> [Brano fornito]:
• • • • •
Negli ultimi anni il tema della previdenza complementare è tornato di moda ed è diventato centrale nel dibattito pubblico, rilanciando il ruolo della pensione integrativa rispetto all’indennità pensionistica fruita dal lavoratore che matura i requisiti per ritirarsi dal mondo del lavoro. La crisi pandemica dovuta al Covid 19 se da un lato ha devastato l’economia non solo del nostro Paese ma del mondo intero, dall’altro ha costretto il Governo a rivedere i requisiti della Riforma Pensioni, immaginando e cercando di mettere in essere strumenti alternativi che siano in grado di garantire un futuro economicamente protetto. Un futuro che si auspicherebbe vedere offrire alla forza lavoro ormai in quiescenza una pensione complementare, ossia l’investimento in un fondo pensione o in altre formule di previdenza alternativa a quella obbligatoria. Si potrebbe incominciare anche solo destinando il TFR mentre, dal punto di vista fiscale, le pensioni complementari risultano imponibili per il loro ammontare totale ad eccezione della ritenuta già assoggettata a titolo di imposta (15% ridotta di 0,3 punti per ogni anno oltre il quindicesimo fino a massimo 9 punti). I premi versati  sono invece deducibili. E’ prevista una tassazione vantaggiosa per le prestazioni erogate: rendita, riscatto e anticipazioni.
• • • • •
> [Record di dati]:
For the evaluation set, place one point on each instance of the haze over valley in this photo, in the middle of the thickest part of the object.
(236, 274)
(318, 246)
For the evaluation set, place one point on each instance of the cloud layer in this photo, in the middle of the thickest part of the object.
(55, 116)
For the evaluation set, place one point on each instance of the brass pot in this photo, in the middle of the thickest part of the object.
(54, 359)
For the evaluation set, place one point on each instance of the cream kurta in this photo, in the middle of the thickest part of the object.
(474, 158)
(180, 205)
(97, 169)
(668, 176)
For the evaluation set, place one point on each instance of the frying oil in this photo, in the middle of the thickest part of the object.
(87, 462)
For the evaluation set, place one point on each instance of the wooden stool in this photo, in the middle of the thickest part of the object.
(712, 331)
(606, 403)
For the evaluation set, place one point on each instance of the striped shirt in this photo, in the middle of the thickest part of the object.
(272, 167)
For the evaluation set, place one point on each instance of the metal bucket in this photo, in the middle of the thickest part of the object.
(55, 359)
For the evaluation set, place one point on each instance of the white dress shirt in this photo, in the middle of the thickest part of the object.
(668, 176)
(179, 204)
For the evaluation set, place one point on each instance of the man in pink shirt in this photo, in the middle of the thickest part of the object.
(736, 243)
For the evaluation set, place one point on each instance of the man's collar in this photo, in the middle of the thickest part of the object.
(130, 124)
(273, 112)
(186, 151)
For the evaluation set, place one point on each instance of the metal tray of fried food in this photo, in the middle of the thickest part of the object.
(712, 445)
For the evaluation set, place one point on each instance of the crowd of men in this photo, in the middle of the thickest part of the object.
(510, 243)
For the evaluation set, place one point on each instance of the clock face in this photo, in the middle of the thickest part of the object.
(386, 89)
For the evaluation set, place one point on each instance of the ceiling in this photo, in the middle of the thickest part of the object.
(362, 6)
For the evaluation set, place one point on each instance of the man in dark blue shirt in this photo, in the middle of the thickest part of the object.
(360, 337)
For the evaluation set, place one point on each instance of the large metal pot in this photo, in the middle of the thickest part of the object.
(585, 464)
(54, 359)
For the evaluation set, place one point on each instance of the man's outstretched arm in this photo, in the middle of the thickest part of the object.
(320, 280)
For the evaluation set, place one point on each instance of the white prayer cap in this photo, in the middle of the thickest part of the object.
• • • • •
> [Istruzioni]: Cita per intero il brano sulla previdenza complementare, senza alcuna modifica. Basati esclusivamente sul brano.

> [Risultato]:
Negli ultimi anni il tema della previdenza complementare è tornato di moda ed è diventato centrale nel dibattito pubblico, rilanciando il ruolo della pensione integrativa rispetto all’indennità pensionistica fruita dal lavoratore che matura i requisiti per ritirarsi dal mondo del lavoro. La crisi pandemica dovuta al Covid 19 se da un lato ha devastato l’economia non solo del nostro Paese ma del mondo intero, dall’altro ha costretto il Governo a rivedere i requisiti della Riforma Pensioni, immaginando e cercando di mettere in essere strumenti alternativi che siano in grado di garantire un futuro economicamente protetto. Un futuro che si auspicherebbe vedere offrire alla forza lavoro ormai in quiescenza una pensione complementare, ossia l’investimento in un fondo pensione o in altre formule di previdenza alternativa a quella obbligatoria. Si potrebbe incominciare anche solo destinando il TFR mentre, dal punto di vista fiscale, le pensioni complementari risultano imponibili per il loro ammontare totale ad eccezione della ritenuta già assoggettata a titolo di imposta (15% ridotta di 0,3 punti per ogni anno oltre il quindicesimo fino a massimo 9 punti). I premi versati  sono invece deducibili. E’ prevista una tassazione vantaggiosa per le prestazioni erogate: rendita, riscatto e anticipazioni.